ページ:
★ ★ ★ ★

ビジネス

2019.07.02

優秀なクリエイターを抱えるギルド集団に──Basecampが「dely子会社化」で狙うモノ

(左)Basecamp共同経営パートナーの広野萌 (右)Basecampの共同代表であり、新たにdelyのCXOに就任した坪田朋


優秀なクリエイターを抱える「ギルド」を目指す

「3月にTRILLを買収して、delyもやりたいことがたくさんある。動画やマーケティングなどクリエイティブを強化するほか、経営の多角化も図っていく上でプロダクトも強化してアクセルを踏んでいきたいと思っている。

とはいえ、良いクリエイターは組織に所属せずフリーランスとして活動する時代になってきているため採用が難しい。だからこそ、Basecampの運営は継続し、独立した子会社のまま良いクリエイター、デザイナーが関わりたくなる場を提供し続けます。社外の仕事をしながら、CMやブランド、サービスの改善などでdelyの成長に寄与する、それがお互いにとって良いと思ったんです」(坪田)

坪田によれば、今後Basecampはデザイン制作会社として機能させるのではなく、良いクリエイターが所属するプラットフォームを提供して、プロジェクト単位で所属デザイナーでチームを編成。dely、TRILLのクリエイティブワークも担う集団にしていくことを考えているという。イメージは「ギルド」だ。



まず、広野はこう語る。

★ ★ ★ ★

データ一覧:
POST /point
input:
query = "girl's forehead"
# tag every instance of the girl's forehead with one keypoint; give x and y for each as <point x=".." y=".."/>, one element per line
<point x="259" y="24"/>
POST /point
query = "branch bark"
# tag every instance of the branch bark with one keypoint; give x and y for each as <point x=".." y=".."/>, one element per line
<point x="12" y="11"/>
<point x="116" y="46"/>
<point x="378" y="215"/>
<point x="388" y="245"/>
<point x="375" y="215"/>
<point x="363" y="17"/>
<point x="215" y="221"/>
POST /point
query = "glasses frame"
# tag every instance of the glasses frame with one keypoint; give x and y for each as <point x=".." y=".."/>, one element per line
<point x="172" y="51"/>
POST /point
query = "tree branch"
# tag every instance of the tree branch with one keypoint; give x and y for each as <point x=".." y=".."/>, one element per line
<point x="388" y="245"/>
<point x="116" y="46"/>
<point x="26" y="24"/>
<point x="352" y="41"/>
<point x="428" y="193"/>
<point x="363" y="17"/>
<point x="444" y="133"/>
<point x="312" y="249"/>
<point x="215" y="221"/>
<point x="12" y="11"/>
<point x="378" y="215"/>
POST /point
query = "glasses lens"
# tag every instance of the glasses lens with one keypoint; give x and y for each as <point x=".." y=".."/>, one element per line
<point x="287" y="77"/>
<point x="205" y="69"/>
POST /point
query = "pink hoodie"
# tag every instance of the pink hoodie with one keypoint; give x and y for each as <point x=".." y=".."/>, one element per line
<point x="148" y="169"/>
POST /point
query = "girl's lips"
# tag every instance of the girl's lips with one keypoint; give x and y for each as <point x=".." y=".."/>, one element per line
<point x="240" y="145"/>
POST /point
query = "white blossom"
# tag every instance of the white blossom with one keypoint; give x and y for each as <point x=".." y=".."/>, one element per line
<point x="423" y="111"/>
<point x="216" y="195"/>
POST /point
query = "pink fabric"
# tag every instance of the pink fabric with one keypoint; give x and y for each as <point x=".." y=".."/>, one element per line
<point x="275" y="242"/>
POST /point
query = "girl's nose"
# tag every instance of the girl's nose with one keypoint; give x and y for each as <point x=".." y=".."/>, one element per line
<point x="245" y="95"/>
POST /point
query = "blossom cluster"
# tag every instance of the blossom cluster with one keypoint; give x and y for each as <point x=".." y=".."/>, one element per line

★ ★ ★ ★

課題: ページの「(左)Basecamp共同経」という語句から書き出し、「う。イメージは「ギルド」だ。」の直後までを一字も変えずに引用すること。 一覧はページとは別個の資料である。

解答:
(左)Basecamp共同経営パートナーの広野萌 (右)Basecampの共同代表であり、新たにdelyのCXOに就任した坪田朋


優秀なクリエイターを抱える「ギルド」を目指す

「3月にTRILLを買収して、delyもやりたいことがたくさんある。動画やマーケティングなどクリエイティブを強化するほか、経営の多角化も図っていく上でプロダクトも強化してアクセルを踏んでいきたいと思っている。

とはいえ、良いクリエイターは組織に所属せずフリーランスとして活動する時代になってきているため採用が難しい。だからこそ、Basecampの運営は継続し、独立した子会社のまま良いクリエイター、デザイナーが関わりたくなる場を提供し続けます。社外の仕事をしながら、CMやブランド、サービスの改善などでdelyの成長に寄与する、それがお互いにとって良いと思ったんです」(坪田)

坪田によれば、今後Basecampはデザイン制作会社として機能させるのではなく、良いクリエイターが所属するプラットフォームを提供して、プロジェクト単位で所属デザイナーでチームを編成。dely、TRILLのクリエイティブワークも担う集団にしていくことを考えているという。イメージは「ギルド」だ。